— PROBLEM TO WORK ON —
Copy out the lines below word for word, from the very first one through the line containing "[258,0,748,63]", with both of those lines included. Leave the pictures out of your copy.

** Begin RECORDS FOR THIS TASK **

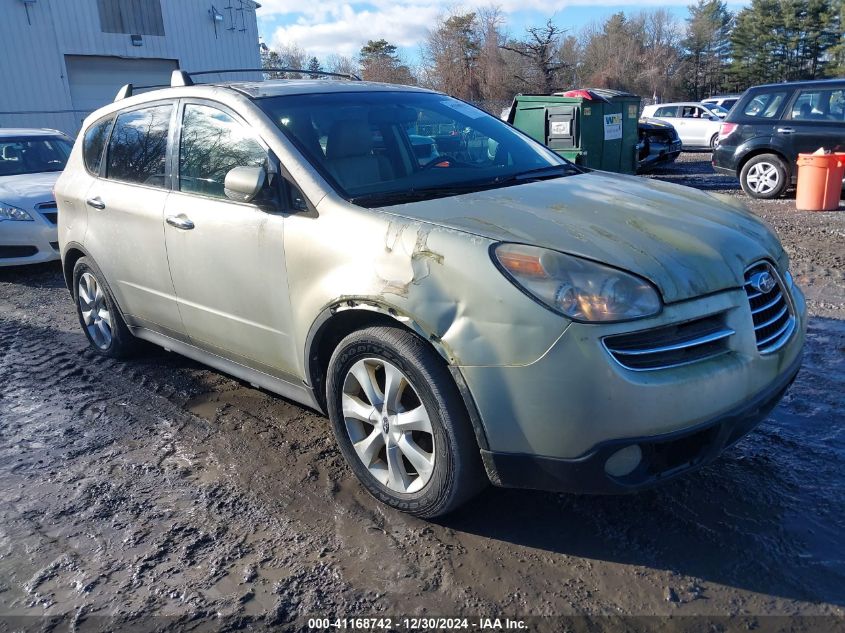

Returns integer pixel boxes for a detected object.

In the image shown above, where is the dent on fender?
[298,213,567,366]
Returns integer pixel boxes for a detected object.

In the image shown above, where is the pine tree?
[730,0,842,89]
[359,39,415,84]
[683,0,733,99]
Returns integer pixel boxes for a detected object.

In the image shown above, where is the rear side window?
[179,104,267,198]
[82,117,113,174]
[742,92,786,119]
[654,106,678,117]
[792,88,845,123]
[106,105,173,187]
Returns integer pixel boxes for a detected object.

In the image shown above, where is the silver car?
[56,72,807,517]
[642,101,723,149]
[0,128,72,267]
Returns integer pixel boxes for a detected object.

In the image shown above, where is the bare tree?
[424,13,481,100]
[500,19,566,94]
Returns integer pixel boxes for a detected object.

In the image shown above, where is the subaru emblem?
[751,271,775,294]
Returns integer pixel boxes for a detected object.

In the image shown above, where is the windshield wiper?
[349,183,474,206]
[493,163,581,183]
[349,163,582,206]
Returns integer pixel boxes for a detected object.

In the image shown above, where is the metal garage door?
[65,55,179,115]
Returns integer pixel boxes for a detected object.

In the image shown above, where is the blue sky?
[258,0,748,63]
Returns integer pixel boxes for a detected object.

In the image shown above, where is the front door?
[164,102,296,378]
[85,103,185,339]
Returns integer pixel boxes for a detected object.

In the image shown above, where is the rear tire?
[73,257,137,358]
[326,327,487,518]
[739,154,789,200]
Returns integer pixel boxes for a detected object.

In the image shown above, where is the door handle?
[167,213,194,231]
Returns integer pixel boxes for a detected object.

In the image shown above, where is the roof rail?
[170,68,361,88]
[114,84,132,101]
[114,84,170,101]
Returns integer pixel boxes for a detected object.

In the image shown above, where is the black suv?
[713,79,845,199]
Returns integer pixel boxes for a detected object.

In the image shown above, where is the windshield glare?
[0,137,71,176]
[258,92,574,206]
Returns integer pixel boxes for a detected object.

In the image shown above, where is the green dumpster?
[508,90,640,174]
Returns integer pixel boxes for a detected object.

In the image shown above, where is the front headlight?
[0,202,32,222]
[493,243,662,322]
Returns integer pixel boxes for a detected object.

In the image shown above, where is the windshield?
[0,136,71,176]
[258,92,580,206]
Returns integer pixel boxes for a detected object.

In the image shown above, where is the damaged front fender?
[285,197,568,376]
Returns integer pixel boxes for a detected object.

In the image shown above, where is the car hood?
[0,171,61,209]
[385,172,784,303]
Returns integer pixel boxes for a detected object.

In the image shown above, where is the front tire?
[73,257,136,358]
[739,154,789,200]
[326,327,486,518]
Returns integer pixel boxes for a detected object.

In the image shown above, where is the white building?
[0,0,261,135]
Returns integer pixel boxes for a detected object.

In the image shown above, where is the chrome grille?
[745,262,795,354]
[602,314,734,371]
[35,202,59,224]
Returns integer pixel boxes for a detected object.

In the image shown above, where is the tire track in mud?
[0,316,382,620]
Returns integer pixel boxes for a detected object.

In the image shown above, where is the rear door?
[675,105,710,147]
[164,100,296,378]
[778,84,845,157]
[85,101,184,339]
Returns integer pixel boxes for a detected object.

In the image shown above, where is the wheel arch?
[62,242,91,294]
[305,298,489,449]
[736,147,794,180]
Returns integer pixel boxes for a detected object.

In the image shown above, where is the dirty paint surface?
[0,155,845,630]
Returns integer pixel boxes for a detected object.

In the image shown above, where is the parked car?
[0,128,72,266]
[642,102,722,149]
[705,103,730,119]
[701,95,742,111]
[713,79,845,198]
[56,71,807,517]
[637,118,681,174]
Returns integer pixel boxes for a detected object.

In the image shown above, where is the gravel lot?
[0,154,845,630]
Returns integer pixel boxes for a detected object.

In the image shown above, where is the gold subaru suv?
[56,71,807,517]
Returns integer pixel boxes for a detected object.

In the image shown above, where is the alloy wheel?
[77,272,112,350]
[341,358,435,493]
[745,162,780,194]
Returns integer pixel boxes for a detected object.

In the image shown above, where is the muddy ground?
[0,154,845,629]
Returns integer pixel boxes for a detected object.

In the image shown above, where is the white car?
[0,128,72,266]
[701,95,742,110]
[642,101,722,149]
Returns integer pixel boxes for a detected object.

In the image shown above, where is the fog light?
[604,444,643,477]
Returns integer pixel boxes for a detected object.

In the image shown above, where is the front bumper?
[0,218,59,266]
[460,287,806,492]
[481,356,801,494]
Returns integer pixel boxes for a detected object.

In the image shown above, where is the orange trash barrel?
[795,154,845,211]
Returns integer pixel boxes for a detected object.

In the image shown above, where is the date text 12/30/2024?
[308,617,528,631]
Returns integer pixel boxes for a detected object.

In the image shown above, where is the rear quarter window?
[82,117,114,175]
[106,104,173,187]
[742,91,787,119]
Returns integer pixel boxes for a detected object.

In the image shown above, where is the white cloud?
[258,0,690,57]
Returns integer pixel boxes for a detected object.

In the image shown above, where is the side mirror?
[223,167,267,202]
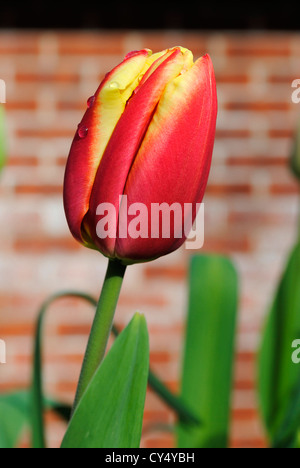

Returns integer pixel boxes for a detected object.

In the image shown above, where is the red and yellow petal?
[64,49,151,244]
[85,48,191,256]
[115,56,217,261]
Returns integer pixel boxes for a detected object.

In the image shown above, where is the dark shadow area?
[0,0,300,30]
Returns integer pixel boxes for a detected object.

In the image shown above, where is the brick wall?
[0,31,300,447]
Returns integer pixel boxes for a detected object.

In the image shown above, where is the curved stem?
[73,260,126,410]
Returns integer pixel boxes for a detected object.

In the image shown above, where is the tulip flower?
[64,47,217,408]
[64,47,217,265]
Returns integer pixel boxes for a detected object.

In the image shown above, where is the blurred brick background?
[0,31,300,447]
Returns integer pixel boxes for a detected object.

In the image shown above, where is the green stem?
[73,260,126,410]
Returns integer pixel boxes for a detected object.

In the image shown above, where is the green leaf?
[259,244,300,447]
[0,391,29,448]
[290,121,300,179]
[62,314,149,448]
[30,290,199,448]
[178,255,238,448]
[0,104,6,170]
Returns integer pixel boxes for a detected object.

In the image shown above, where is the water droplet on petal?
[125,50,140,59]
[87,96,96,109]
[77,124,89,138]
[109,81,120,89]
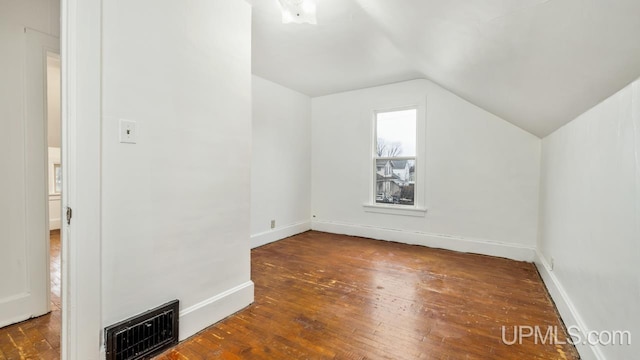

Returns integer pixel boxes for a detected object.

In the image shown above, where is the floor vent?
[105,300,179,360]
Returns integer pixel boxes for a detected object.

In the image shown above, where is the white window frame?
[362,103,427,217]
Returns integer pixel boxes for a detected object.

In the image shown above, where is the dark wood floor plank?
[0,231,62,360]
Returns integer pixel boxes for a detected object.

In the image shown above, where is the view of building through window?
[374,109,417,205]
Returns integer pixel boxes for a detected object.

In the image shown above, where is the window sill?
[362,204,427,217]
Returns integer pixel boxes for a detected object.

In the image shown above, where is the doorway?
[0,28,62,359]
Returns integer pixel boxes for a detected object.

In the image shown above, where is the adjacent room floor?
[0,230,62,360]
[0,231,579,360]
[156,231,579,360]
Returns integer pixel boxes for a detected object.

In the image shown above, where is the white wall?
[47,56,62,148]
[47,147,62,230]
[102,0,253,338]
[251,76,311,247]
[311,80,540,260]
[0,0,60,303]
[539,80,640,359]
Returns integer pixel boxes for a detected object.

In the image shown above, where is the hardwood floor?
[0,231,62,360]
[0,231,579,360]
[156,232,579,360]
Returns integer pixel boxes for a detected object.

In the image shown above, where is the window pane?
[376,109,417,157]
[376,160,416,205]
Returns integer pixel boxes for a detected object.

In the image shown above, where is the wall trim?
[535,251,607,360]
[251,221,311,249]
[180,280,254,341]
[311,220,536,262]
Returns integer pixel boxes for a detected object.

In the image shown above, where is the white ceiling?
[248,0,640,137]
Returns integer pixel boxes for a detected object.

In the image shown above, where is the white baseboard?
[180,281,253,341]
[49,219,62,230]
[251,221,311,249]
[535,252,606,360]
[311,220,536,262]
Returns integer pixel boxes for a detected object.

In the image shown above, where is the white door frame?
[60,0,103,360]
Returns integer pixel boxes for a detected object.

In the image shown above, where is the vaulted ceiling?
[249,0,640,137]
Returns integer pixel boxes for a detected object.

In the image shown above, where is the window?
[373,108,418,206]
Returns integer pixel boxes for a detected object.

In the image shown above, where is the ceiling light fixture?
[278,0,317,25]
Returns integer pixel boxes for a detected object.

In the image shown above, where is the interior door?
[0,28,60,326]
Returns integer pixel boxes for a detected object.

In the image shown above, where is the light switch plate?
[120,119,138,144]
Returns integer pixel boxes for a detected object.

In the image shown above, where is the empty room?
[0,0,640,360]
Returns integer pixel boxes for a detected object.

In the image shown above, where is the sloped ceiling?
[249,0,640,137]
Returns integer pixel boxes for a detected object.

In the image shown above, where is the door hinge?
[67,206,73,225]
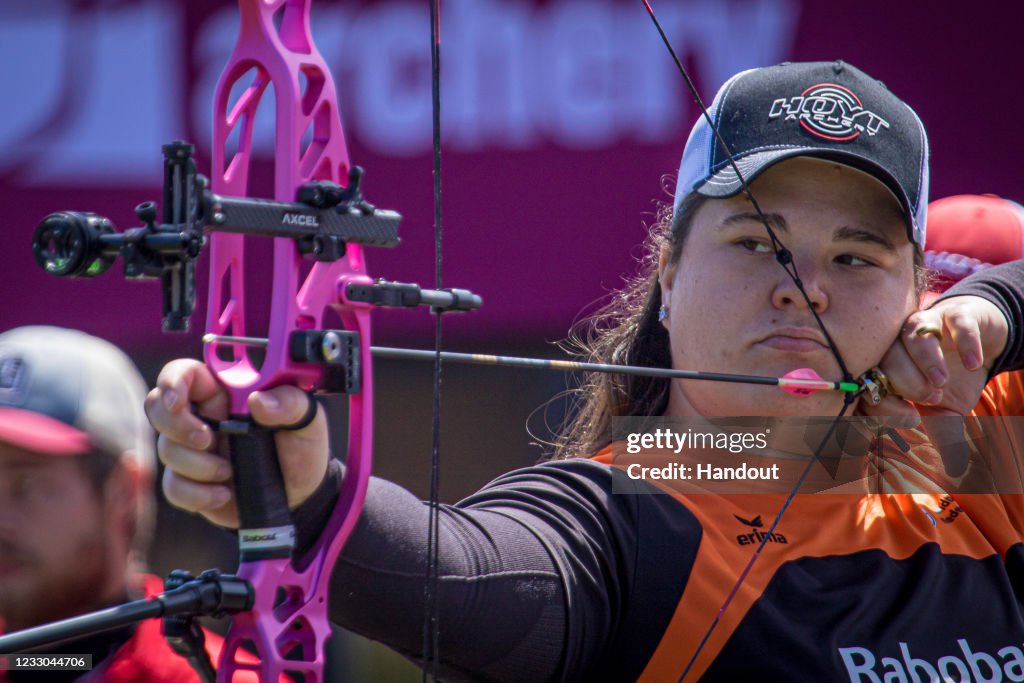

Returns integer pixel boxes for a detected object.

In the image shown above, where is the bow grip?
[219,416,295,562]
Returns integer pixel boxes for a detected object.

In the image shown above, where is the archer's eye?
[836,254,874,267]
[736,239,771,254]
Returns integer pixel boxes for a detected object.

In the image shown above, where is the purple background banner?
[0,0,1024,353]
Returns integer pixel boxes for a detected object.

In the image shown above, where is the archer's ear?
[657,245,678,330]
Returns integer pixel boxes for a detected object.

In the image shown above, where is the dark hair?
[552,194,928,459]
[552,194,706,459]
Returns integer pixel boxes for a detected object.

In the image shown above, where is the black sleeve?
[940,260,1024,375]
[296,460,700,681]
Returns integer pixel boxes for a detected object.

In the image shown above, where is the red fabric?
[927,195,1024,264]
[80,575,224,683]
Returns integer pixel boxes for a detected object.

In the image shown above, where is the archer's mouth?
[757,328,828,353]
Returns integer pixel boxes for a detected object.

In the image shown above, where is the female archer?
[147,61,1024,681]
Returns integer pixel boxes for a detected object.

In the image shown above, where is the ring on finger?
[913,325,942,341]
[860,366,898,405]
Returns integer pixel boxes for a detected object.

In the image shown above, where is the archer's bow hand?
[145,359,329,528]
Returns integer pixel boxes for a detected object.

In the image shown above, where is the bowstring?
[641,0,860,683]
[421,0,443,683]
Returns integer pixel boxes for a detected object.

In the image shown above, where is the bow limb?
[205,0,373,681]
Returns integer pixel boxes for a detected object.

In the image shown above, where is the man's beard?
[0,528,111,633]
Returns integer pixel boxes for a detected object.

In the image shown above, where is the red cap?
[923,195,1024,305]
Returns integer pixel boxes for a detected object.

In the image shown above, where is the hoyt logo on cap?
[675,61,928,247]
[768,83,889,142]
[0,354,26,397]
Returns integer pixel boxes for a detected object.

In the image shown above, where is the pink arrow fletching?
[778,368,833,396]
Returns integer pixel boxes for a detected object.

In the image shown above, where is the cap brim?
[0,408,92,456]
[693,147,921,245]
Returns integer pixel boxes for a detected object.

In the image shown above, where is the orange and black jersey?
[296,260,1024,683]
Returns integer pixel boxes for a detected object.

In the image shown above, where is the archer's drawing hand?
[862,296,1009,416]
[145,359,329,528]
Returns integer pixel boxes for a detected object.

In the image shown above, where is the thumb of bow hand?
[249,386,329,509]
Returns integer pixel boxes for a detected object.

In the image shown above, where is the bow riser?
[206,0,358,403]
[205,0,373,682]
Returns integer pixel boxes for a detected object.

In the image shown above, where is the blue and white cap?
[675,61,928,248]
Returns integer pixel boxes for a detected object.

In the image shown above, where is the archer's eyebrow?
[719,211,896,252]
[719,211,790,232]
[833,225,896,252]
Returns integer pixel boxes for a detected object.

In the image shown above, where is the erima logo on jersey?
[281,213,319,227]
[839,638,1024,683]
[732,514,790,546]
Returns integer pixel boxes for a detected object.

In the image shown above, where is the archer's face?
[660,158,916,417]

** End RECORDS FOR THIS TASK **

— SOLUTION TO THIS TASK —
Returns integer pixel boxes for a detected object.

In the image shown above, where is the dent on fender?
[298,213,567,366]
Returns integer pixel boxes for a detected object.

In the image shown above, where is the pine tree?
[730,0,842,89]
[359,39,415,84]
[683,0,733,99]
Returns integer pixel boxes for a detected object.

In the image shown above, where is the rear side window?
[179,104,267,198]
[82,117,113,174]
[742,92,786,119]
[654,106,678,117]
[792,88,845,123]
[106,105,173,187]
Returns integer pixel boxes for a detected object.

In the image shown above, where is the silver car?
[56,72,807,517]
[642,101,723,149]
[0,128,72,267]
Returns integer pixel boxes for a detected object.

In the image shown above, where is the bare tree?
[424,13,481,100]
[500,19,566,94]
Returns integer pixel boxes for a detected object.

In the image shown above, where is the subaru emblem?
[751,271,775,294]
Returns integer pixel boxes for a detected object.

In the image shown above, where is the windshield wiper?
[349,183,474,206]
[493,163,581,183]
[349,163,582,206]
Returns integer pixel boxes for a detected object.

In the image shown above, where is the metal garage door?
[65,55,179,115]
Returns integer pixel boxes for a detected object.

In the image shown above, where is the blue sky?
[258,0,748,63]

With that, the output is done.